== THE DATA ==

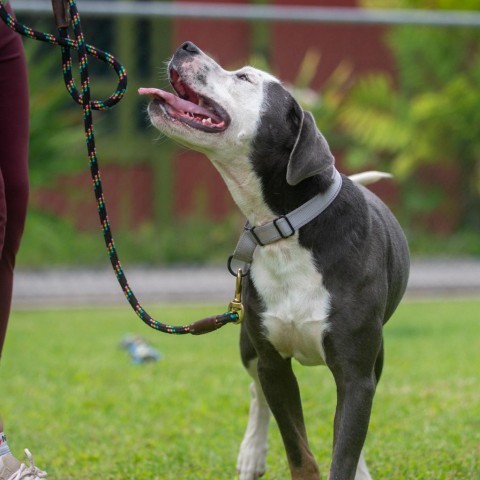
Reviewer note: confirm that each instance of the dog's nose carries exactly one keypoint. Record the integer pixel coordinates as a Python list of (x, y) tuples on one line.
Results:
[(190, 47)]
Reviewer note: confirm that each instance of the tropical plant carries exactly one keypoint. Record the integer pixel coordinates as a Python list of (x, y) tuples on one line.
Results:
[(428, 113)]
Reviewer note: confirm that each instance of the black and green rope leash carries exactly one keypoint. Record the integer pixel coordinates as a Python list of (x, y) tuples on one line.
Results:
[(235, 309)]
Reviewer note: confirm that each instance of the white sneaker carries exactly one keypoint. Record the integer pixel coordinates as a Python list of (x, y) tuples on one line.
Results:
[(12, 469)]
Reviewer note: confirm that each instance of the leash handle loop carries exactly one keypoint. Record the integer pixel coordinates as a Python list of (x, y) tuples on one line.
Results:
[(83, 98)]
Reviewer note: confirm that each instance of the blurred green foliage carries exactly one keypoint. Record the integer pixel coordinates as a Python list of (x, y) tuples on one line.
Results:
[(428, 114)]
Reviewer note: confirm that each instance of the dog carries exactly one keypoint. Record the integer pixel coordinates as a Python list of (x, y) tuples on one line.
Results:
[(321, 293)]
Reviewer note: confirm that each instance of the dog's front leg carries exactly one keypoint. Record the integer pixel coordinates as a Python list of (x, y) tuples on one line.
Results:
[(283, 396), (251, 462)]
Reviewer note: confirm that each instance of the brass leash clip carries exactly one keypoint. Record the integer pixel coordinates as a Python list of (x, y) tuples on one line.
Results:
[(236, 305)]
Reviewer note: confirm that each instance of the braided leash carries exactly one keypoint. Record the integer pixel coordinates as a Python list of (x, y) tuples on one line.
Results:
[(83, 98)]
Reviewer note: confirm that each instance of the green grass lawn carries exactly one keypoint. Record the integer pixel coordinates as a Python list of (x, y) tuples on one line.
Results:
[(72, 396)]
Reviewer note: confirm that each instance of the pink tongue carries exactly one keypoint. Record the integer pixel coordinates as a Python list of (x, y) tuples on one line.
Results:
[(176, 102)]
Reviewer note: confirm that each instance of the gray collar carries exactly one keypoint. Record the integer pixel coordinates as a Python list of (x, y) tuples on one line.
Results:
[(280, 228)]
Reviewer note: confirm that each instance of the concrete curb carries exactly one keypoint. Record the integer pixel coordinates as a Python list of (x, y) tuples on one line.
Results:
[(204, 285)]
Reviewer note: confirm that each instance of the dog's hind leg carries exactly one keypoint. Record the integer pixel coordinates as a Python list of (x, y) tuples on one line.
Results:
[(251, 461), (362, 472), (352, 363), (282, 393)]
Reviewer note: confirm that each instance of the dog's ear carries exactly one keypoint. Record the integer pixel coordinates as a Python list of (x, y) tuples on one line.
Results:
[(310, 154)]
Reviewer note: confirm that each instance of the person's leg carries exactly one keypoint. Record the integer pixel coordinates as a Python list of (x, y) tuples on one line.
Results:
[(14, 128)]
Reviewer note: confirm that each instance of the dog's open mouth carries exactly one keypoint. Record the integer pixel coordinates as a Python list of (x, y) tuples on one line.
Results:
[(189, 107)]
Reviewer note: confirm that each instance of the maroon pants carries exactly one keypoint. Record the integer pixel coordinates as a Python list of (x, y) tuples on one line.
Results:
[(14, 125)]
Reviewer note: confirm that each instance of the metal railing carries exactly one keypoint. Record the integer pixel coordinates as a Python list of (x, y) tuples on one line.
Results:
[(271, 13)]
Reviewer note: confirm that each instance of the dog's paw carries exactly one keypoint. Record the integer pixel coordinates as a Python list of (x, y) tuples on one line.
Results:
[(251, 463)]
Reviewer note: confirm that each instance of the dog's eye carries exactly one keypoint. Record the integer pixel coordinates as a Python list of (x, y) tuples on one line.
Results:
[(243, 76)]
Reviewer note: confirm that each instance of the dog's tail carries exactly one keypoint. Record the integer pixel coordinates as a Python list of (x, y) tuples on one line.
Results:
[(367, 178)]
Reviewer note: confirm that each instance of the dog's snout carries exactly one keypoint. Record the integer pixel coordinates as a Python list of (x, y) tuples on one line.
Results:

===

_REQUIRED TASK_
Return, word for word, each line from the line that contains "Reviewer note: confirm that each instance of the dog's eye" to the end of the listing above; include both end lines and nothing else.

_EXERCISE SOLUTION_
Reviewer note: confirm that each instance of the dog's eye carries exactly one keypoint. Record the integer pixel coordinates as a Python list of (x, y) tuples on one line.
Results:
[(243, 76)]
Reviewer note: confirm that each instance of the dog's tail carries exactly one keypoint. Record the integer pixel coordinates as a Python list of (x, y) tuples on one line.
Results:
[(367, 178)]
Reviewer note: confirm that each instance of the dog's snout carries exactly one keypoint. Record the integer pixel coordinates as a Python list of (x, y) tuples on one line.
Results:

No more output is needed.